= DOCUMENT SECTION =

Simethicone is a mixture of two components: dimethicone (a type of silicone oil) and silicon dioxide (silica gel). The NHS describes it as “activated dimethicone,” meaning it’s essentially the same silicone polymer used in skin creams and hair products, but blended with silica to give it anti-foaming properties. That combination is what makes it work against gas and bloating.
The Two Core Ingredients
The silicone oil in simethicone is polydimethylsiloxane, a long chain of repeating silicon and oxygen units with small methyl groups attached. This is the same family of silicone found in countless consumer products, from cosmetic moisturizers to lubricants. On its own, this silicone oil is called dimethicone. It’s inert, meaning your body doesn’t absorb or break it down.
What transforms dimethicone into simethicone is the addition of silicon dioxide, a fine powder better known as silica gel. Silica disperses throughout the silicone oil and dramatically boosts its ability to break down foam. According to U.S. Pharmacopeia standards, the polydimethylsiloxane content in simethicone products must fall between 85% and 110% of the labeled amount, ensuring consistency across brands.
How These Ingredients Work Together
Simethicone acts as a defoaming agent. Gas in your stomach and intestines doesn’t just float around freely. It gets trapped in tiny bubbles surrounded by mucus, forming a frothy layer that can cause pressure, bloating, and discomfort. Simethicone lowers the surface tension of those mucus-coated bubbles, causing them to merge into larger bubbles that your body can expel more easily through burping or passing gas.

= WORK ORDER =
Resume the text on simethicone's ingredients, picking up right after its last sentence.

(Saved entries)
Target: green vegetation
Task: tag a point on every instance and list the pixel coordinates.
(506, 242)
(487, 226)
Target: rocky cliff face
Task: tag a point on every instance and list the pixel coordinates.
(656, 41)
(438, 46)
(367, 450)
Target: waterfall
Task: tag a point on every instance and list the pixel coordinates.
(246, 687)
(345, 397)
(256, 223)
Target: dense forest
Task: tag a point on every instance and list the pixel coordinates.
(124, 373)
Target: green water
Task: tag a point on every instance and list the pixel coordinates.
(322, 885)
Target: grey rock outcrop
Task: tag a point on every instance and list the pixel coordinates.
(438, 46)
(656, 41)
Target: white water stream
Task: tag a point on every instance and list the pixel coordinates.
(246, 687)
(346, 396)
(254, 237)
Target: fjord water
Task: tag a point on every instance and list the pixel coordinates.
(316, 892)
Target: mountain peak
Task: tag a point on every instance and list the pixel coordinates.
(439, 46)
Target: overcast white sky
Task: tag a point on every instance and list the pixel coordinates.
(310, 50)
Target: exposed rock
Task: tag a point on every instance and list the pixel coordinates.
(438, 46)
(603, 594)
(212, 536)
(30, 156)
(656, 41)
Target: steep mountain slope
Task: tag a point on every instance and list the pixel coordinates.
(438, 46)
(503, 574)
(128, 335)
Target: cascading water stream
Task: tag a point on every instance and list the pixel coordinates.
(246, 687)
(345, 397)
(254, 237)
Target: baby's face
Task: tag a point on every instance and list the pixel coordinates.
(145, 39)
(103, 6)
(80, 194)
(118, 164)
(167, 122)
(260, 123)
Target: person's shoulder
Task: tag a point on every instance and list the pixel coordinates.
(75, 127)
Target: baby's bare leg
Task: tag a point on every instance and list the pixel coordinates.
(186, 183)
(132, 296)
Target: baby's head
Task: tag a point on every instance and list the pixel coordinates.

= TASK ANSWER =
The silicone oil provides the surface-tension-lowering effect, while the silica gel makes that effect stronger and more consistent. Neither ingredient gets absorbed into your bloodstream. Simethicone passes through your digestive tract completely unchanged, which is why it has virtually no systemic side effects and is considered safe even for infants.
What’s in the Tablet or Liquid You Actually Take
The simethicone itself is only one part of what’s in a chewable tablet, capsule, or liquid suspension. The rest consists of inactive ingredients that give the product its shape, texture, and flavor. A typical chewable tablet contains microcrystalline cellulose (a plant-based filler), maltodextrin and dextrose (mild sweeteners derived from starch), sorbitol (a sugar alcohol), sucrose, stearic acid (a binding agent), silicon dioxide, and peppermint flavoring.
Liquid drops, often used for infants, use a different set of carriers to keep the simethicone evenly suspended. The active ingredient is identical across all forms. The only real difference between a chewable tablet, a soft gel capsule, and liquid drops is how the simethicone is delivered and how quickly it disperses in your stomach.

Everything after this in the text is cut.